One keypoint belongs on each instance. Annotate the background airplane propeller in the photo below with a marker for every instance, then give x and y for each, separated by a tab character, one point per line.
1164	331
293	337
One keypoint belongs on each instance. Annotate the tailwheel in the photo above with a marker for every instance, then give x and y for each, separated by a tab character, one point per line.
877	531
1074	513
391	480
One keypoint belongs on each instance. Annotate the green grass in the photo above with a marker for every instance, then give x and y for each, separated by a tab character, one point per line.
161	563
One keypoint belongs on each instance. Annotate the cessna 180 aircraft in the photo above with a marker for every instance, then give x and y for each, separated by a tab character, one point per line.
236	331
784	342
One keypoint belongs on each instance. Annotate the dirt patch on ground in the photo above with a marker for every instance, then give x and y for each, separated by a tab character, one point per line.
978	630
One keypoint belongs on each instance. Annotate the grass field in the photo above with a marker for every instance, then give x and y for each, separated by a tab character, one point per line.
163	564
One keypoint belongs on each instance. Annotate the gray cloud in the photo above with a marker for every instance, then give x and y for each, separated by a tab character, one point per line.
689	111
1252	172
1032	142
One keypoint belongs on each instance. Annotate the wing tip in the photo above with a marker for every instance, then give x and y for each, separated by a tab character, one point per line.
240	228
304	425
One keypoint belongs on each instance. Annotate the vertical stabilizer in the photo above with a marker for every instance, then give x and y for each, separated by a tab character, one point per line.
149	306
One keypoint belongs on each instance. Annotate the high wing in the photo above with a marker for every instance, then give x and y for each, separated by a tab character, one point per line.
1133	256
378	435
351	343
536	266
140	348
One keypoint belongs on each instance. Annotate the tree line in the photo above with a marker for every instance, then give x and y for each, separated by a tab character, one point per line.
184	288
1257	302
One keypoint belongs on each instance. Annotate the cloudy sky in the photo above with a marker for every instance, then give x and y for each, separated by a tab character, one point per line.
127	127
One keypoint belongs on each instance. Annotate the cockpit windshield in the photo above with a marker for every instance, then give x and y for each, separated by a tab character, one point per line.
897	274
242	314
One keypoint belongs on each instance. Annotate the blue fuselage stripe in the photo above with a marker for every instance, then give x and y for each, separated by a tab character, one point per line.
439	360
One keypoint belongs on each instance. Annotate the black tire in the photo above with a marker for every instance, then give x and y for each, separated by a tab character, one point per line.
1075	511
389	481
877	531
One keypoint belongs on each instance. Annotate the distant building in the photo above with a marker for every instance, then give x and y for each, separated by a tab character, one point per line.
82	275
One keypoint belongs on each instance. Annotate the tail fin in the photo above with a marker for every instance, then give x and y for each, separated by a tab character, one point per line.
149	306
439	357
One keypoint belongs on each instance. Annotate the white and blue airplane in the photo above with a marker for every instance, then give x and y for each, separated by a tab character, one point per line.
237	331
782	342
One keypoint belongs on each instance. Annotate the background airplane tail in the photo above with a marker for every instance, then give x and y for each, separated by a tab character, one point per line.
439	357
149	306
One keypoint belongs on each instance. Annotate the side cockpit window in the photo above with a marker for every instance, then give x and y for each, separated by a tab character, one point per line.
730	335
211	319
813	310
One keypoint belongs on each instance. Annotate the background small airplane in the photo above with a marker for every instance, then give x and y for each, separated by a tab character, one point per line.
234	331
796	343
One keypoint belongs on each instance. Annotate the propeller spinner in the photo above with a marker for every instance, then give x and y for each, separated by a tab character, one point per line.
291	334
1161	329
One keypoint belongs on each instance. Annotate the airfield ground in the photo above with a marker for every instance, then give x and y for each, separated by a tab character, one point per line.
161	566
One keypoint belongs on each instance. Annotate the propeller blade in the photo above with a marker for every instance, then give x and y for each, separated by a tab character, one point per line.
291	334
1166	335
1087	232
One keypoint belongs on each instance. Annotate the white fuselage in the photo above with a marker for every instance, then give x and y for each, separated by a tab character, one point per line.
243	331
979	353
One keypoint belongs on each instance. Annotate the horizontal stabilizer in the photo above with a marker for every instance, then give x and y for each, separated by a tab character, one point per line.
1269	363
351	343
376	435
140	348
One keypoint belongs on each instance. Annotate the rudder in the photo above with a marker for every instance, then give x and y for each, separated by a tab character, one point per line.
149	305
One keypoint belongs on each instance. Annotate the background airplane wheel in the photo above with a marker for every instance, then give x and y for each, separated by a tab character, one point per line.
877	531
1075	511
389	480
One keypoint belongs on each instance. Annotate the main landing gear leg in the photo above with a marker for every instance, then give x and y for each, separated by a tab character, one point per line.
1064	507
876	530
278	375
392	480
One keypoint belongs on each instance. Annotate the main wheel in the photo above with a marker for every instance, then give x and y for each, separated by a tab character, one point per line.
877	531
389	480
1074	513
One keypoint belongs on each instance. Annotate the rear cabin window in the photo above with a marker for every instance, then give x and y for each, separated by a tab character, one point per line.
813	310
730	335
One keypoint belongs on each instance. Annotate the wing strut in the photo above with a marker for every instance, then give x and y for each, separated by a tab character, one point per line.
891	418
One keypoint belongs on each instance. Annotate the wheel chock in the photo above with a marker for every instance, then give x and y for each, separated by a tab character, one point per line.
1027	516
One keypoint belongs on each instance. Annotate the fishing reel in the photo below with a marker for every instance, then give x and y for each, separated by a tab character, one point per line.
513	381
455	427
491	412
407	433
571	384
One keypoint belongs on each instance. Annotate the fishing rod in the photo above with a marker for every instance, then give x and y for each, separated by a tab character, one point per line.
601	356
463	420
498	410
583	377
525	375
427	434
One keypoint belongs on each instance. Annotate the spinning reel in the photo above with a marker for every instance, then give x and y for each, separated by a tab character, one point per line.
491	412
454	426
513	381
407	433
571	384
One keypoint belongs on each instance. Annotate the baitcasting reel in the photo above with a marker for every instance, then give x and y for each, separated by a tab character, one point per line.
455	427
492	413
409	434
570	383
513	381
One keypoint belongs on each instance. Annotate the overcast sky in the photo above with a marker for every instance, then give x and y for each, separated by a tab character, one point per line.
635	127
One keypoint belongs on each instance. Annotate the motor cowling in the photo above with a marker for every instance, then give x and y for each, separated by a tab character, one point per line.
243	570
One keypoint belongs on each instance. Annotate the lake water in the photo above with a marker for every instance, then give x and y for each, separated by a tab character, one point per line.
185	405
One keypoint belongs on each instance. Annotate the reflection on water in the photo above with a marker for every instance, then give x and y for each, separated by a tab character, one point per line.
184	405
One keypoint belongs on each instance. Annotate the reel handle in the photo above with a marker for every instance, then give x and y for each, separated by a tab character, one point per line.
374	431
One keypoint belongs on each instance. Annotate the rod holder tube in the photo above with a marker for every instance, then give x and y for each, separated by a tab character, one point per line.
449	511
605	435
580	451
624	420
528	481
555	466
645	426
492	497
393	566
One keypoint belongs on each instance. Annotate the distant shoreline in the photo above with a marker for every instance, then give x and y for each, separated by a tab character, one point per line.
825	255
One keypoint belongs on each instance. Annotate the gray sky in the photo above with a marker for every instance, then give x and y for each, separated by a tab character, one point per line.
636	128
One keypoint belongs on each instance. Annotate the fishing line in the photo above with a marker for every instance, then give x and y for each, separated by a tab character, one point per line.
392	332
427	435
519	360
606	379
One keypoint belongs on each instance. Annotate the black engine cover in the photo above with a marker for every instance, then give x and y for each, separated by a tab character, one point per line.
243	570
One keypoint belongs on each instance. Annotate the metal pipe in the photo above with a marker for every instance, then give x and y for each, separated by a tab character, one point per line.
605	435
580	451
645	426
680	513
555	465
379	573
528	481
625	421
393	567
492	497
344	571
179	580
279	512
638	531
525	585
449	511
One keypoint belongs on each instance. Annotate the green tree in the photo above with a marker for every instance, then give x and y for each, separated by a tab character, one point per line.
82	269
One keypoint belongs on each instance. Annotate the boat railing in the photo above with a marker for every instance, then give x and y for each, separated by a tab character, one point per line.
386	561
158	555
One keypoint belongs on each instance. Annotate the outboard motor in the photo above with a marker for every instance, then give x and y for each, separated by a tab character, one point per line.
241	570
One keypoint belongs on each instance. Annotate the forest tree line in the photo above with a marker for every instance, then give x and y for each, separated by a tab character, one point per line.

----

**Aim**
From the line containing "One keypoint belongs on each instance. Annotate the boat" through the closing line of the material above, return every line exactly and omit all others.

**The output**
One keypoint belongs on each instance. Annotate the boat railing in the photo above with a marker for every instance, then give x and y for each, separated by a tab character, one point per line.
386	561
158	555
One keypoint belongs on each instance. Annotate the outboard motor in the photo above with a marker for every instance, then give x and y for each, separated by a tab character, one point per line.
241	570
One keypoint belongs on each instance. Annotate the forest tree line in the photo above with a marker for every instance, then give x and y for each, separated by a tab character, one point per line.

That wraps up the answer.